## PROBLEM REQUIREMENTS
Starting from the line containing "Expected output, for every instance of the distant", give again every line through the end of the entries, word for word. Pictures stay out of the copy.

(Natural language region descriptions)
☆ ☆ ☆ ☆

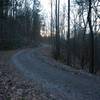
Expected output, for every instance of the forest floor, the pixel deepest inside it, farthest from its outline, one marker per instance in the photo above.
(32, 74)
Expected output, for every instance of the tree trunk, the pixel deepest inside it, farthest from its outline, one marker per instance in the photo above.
(68, 36)
(91, 67)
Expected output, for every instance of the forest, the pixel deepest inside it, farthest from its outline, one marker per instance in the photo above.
(69, 29)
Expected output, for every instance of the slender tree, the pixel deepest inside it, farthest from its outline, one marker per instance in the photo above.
(91, 67)
(57, 30)
(68, 36)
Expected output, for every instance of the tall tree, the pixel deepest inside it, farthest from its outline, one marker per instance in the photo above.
(91, 67)
(68, 36)
(57, 30)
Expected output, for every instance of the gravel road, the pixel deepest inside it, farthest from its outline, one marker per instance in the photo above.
(63, 84)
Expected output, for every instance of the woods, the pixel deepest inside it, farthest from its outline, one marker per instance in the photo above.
(79, 28)
(72, 27)
(18, 22)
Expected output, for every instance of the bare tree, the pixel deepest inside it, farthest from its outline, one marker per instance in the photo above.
(68, 36)
(91, 67)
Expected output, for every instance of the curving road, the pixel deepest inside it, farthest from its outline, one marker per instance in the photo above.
(65, 85)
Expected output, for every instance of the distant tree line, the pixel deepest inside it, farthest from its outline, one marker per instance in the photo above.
(77, 46)
(19, 23)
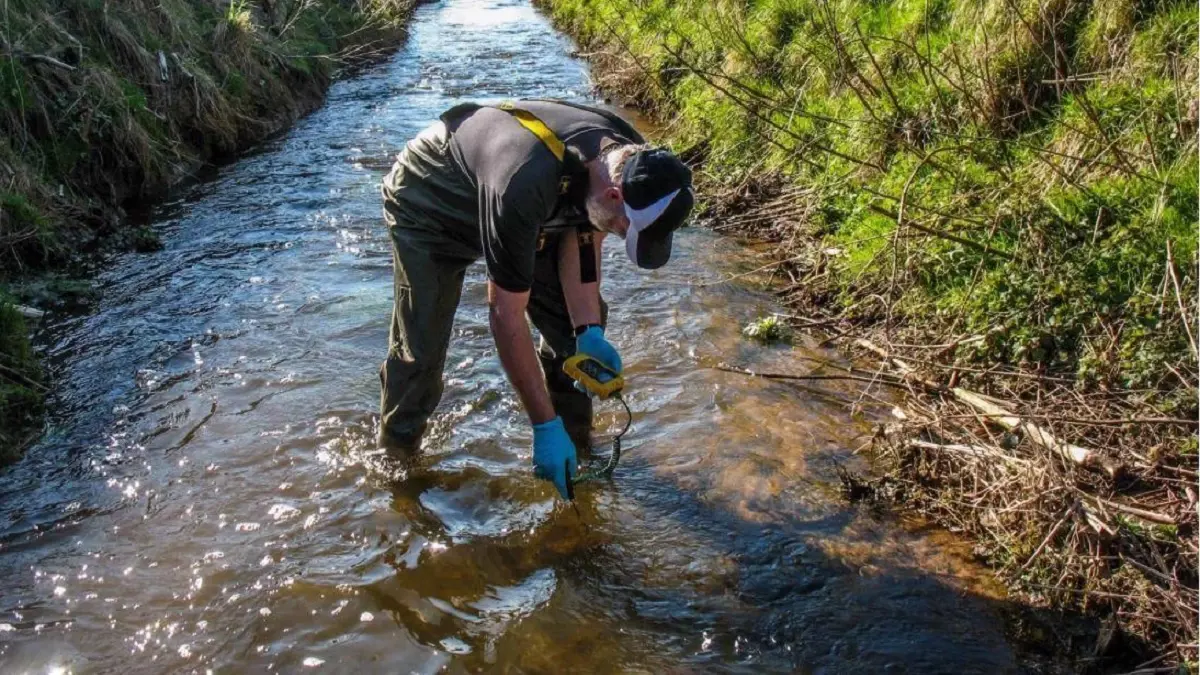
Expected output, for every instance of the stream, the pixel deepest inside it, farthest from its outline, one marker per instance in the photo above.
(199, 502)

☆ ☆ ☆ ☆

## SOLUTION TO THIS PROBLEM
Expected output, for every instance of the distant tree line, the pixel deepest inside it, farthest from its outline, one marker per instance in the photo above.
(77, 46)
(19, 23)
Expected output, for every instance of the stream, the pixel deepest inside it, farthest from its outline, one marker per instance in the photo above.
(199, 502)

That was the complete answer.